• [WHAT IS BEING ASKED]
Locate every line in the data below that contains the string "strawberry" and copy each one. The match is case-sensitive.

• [Stored records]
══════════════════════════════

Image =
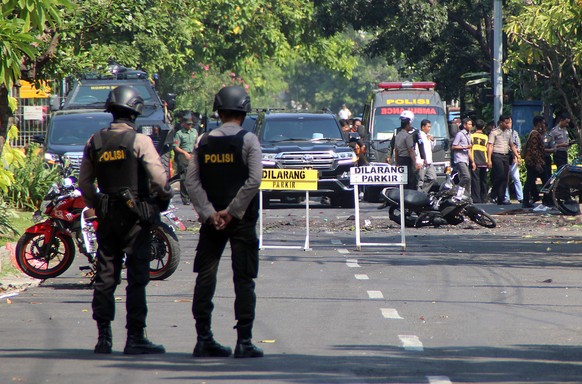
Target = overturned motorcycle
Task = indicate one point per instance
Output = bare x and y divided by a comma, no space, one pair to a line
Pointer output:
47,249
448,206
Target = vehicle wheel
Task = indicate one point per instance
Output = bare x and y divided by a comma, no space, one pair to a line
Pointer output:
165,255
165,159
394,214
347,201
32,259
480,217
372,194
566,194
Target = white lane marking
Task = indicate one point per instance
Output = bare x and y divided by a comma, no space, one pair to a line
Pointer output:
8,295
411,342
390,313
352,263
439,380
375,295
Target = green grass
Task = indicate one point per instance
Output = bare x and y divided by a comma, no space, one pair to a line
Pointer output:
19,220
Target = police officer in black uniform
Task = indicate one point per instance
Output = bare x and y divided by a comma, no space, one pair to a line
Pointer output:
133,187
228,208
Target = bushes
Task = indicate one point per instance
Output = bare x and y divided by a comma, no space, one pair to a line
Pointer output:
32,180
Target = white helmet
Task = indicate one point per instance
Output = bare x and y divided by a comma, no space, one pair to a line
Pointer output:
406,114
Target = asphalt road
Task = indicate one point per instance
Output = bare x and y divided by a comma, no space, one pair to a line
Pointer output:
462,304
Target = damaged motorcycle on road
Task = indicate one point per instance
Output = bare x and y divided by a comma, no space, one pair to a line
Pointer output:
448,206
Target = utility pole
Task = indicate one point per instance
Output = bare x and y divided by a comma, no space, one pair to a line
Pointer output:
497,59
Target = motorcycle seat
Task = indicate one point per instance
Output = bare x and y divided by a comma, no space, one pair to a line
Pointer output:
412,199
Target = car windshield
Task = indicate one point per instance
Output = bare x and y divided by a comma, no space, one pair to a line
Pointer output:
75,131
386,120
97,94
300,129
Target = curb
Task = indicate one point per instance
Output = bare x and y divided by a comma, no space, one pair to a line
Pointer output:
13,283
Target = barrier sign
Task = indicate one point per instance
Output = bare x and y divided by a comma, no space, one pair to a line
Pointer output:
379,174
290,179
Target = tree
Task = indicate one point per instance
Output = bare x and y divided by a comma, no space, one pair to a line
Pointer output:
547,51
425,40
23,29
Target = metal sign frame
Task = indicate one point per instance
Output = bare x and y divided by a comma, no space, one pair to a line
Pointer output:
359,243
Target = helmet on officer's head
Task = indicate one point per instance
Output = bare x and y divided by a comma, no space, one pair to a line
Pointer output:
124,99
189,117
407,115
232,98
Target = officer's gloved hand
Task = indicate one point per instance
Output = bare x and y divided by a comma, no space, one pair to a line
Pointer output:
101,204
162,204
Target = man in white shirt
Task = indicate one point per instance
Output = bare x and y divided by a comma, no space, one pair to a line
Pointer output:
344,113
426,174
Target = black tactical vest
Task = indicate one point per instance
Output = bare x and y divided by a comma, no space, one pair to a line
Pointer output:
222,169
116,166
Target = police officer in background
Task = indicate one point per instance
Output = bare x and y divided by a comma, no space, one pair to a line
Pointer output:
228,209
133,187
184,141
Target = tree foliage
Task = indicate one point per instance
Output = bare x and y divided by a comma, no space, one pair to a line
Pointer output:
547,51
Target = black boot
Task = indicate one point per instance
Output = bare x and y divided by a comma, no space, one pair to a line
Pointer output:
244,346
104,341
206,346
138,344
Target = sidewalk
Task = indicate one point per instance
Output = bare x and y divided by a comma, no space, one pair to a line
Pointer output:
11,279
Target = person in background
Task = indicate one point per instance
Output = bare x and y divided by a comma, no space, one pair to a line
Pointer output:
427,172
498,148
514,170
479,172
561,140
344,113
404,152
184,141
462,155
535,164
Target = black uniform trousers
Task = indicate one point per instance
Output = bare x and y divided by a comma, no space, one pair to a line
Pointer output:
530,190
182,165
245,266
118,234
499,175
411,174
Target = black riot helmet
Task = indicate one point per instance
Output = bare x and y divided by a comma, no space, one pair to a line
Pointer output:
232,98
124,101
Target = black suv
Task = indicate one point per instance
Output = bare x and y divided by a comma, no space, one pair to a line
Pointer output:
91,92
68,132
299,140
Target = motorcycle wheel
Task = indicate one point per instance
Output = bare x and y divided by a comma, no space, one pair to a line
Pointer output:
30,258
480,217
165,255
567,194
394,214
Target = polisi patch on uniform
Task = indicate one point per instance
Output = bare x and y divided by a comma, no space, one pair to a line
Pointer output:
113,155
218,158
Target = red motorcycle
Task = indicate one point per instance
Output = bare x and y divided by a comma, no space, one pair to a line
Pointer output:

══════════════════════════════

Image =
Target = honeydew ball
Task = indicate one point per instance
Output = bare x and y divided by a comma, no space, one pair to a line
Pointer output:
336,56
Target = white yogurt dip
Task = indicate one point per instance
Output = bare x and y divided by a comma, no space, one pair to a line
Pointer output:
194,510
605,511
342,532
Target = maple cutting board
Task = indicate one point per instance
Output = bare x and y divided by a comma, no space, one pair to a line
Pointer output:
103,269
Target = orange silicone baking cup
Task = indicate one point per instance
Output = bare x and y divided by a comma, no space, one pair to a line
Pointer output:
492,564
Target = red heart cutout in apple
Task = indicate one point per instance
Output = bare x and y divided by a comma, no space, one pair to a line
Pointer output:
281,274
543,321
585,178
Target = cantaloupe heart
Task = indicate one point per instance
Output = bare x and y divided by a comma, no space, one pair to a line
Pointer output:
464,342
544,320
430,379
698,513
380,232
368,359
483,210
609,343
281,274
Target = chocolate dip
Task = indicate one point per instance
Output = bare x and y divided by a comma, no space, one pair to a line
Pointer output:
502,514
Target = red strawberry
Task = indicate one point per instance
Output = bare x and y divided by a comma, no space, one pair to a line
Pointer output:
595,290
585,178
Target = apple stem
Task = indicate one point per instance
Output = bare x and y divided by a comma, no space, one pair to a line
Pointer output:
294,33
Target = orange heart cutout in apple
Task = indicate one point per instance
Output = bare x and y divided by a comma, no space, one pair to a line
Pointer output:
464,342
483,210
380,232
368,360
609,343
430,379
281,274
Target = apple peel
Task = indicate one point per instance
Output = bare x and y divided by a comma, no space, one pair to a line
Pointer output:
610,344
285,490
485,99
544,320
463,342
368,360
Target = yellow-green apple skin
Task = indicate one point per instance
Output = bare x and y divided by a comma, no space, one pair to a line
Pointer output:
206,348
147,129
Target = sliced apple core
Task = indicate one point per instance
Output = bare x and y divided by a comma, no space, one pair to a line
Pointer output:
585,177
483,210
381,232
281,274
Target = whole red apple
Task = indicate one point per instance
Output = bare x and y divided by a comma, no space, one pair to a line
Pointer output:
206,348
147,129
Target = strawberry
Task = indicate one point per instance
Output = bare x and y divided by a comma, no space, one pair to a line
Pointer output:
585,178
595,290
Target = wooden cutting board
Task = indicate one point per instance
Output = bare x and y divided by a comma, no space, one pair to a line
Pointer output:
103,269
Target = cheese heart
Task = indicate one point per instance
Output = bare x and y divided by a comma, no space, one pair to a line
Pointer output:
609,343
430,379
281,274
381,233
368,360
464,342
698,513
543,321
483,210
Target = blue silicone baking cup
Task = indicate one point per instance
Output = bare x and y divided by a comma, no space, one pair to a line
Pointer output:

══════════════════════════════

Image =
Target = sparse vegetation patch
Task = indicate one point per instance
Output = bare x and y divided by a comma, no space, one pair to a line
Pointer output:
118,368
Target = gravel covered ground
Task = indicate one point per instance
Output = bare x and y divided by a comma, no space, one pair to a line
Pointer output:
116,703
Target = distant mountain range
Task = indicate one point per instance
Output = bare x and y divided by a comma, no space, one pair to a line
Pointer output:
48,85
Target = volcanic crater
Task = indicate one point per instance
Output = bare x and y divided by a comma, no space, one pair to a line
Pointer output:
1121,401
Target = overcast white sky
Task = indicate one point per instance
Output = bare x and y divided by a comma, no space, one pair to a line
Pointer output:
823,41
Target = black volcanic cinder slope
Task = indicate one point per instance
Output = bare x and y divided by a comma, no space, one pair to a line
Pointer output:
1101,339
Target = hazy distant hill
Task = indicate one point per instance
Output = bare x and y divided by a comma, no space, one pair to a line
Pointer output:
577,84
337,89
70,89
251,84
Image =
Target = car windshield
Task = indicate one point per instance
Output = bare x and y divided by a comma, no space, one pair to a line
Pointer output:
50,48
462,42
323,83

══════════════════════════════

• [SOLVED PROBLEM]
Target = red strawberry
Target = strawberry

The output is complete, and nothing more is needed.